- **EXERCISE BRIEF**: Please return the lines below verbatim, beginning at the one that has "TARGET = dark background" and stopping after the one that has "TARGET = spoon handle", and add no other lines.

(Point-per-instance localization data)
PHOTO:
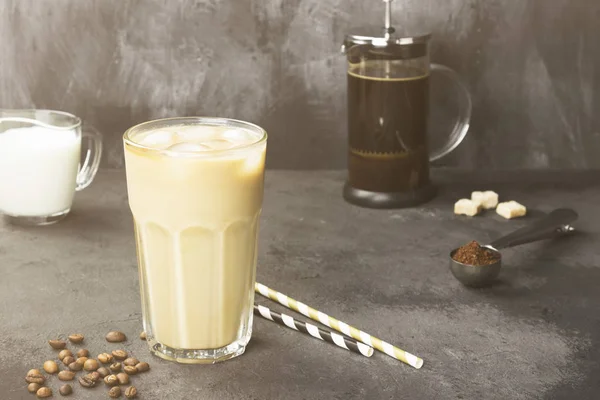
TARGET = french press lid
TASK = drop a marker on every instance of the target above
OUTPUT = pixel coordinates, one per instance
(386, 35)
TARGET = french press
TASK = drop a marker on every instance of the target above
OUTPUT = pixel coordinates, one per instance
(388, 107)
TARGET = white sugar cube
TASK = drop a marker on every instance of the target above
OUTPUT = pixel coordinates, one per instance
(511, 209)
(467, 207)
(487, 199)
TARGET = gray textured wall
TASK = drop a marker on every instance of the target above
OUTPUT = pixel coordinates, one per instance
(532, 66)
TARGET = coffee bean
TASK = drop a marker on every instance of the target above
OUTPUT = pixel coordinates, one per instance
(57, 344)
(119, 354)
(65, 389)
(76, 338)
(75, 366)
(103, 371)
(68, 360)
(33, 387)
(64, 353)
(81, 361)
(114, 393)
(115, 367)
(35, 376)
(131, 361)
(129, 370)
(111, 380)
(83, 353)
(43, 392)
(66, 375)
(142, 367)
(87, 381)
(115, 337)
(131, 392)
(123, 378)
(90, 364)
(105, 358)
(50, 367)
(95, 375)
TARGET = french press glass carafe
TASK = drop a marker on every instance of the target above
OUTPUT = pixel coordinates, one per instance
(388, 107)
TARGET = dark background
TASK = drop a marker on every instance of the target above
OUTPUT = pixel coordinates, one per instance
(531, 65)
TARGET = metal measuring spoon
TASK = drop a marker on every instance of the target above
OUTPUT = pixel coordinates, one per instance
(552, 225)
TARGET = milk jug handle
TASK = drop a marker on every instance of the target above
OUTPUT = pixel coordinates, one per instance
(461, 126)
(91, 142)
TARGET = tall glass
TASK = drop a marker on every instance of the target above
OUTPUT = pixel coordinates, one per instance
(195, 190)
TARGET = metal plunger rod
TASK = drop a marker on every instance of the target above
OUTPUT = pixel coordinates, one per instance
(388, 14)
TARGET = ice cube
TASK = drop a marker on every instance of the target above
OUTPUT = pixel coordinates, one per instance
(159, 139)
(187, 147)
(198, 133)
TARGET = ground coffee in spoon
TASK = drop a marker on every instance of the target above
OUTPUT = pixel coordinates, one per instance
(473, 253)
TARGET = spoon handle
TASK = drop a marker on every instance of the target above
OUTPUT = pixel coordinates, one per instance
(553, 224)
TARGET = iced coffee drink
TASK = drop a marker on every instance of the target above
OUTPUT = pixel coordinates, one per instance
(195, 190)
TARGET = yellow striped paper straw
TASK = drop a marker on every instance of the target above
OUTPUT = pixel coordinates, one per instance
(339, 326)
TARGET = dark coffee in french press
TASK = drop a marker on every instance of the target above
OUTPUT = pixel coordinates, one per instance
(388, 105)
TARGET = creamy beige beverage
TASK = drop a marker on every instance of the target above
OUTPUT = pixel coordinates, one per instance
(195, 190)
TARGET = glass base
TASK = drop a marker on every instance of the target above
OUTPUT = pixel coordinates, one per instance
(192, 356)
(382, 200)
(35, 220)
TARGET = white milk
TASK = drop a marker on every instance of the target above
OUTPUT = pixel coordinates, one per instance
(38, 170)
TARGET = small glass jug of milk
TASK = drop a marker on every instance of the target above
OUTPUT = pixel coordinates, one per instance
(40, 164)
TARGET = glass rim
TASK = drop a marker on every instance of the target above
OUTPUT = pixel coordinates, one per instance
(223, 121)
(12, 115)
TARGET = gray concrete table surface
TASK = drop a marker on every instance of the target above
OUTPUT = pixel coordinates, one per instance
(534, 335)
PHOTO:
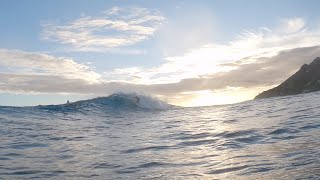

- **RESULT FOR THIS EXERCISE**:
TARGET = dark background
TASK = drop a marker on every instance of the target above
OUTPUT = pixel coordinates, one per instance
(531, 65)
TARGET = metal measuring spoon
TASK = drop a marker on every instance of the target above
OUTPUT = pixel coordinates, one per instance
(552, 225)
TARGET = milk jug handle
TASK = drop a marker on every instance of the target above
OUTPUT = pixel coordinates, one per instance
(461, 126)
(91, 142)
TARGET = tall glass
TASK = drop a marker on every instance of the target above
OUTPUT = pixel coordinates, one per instance
(195, 190)
TARGET = metal plunger rod
TASK = drop a marker on every instance of the target above
OUTPUT = pixel coordinates, one per instance
(388, 14)
TARGET = ice cube
TASK = drop a marker on every instance of the target above
OUTPUT = pixel coordinates, one per instance
(159, 139)
(187, 147)
(198, 133)
TARGET = ground coffee in spoon
TASK = drop a marker on every instance of the target above
OUTPUT = pixel coordinates, one per instance
(473, 253)
TARGET = spoon handle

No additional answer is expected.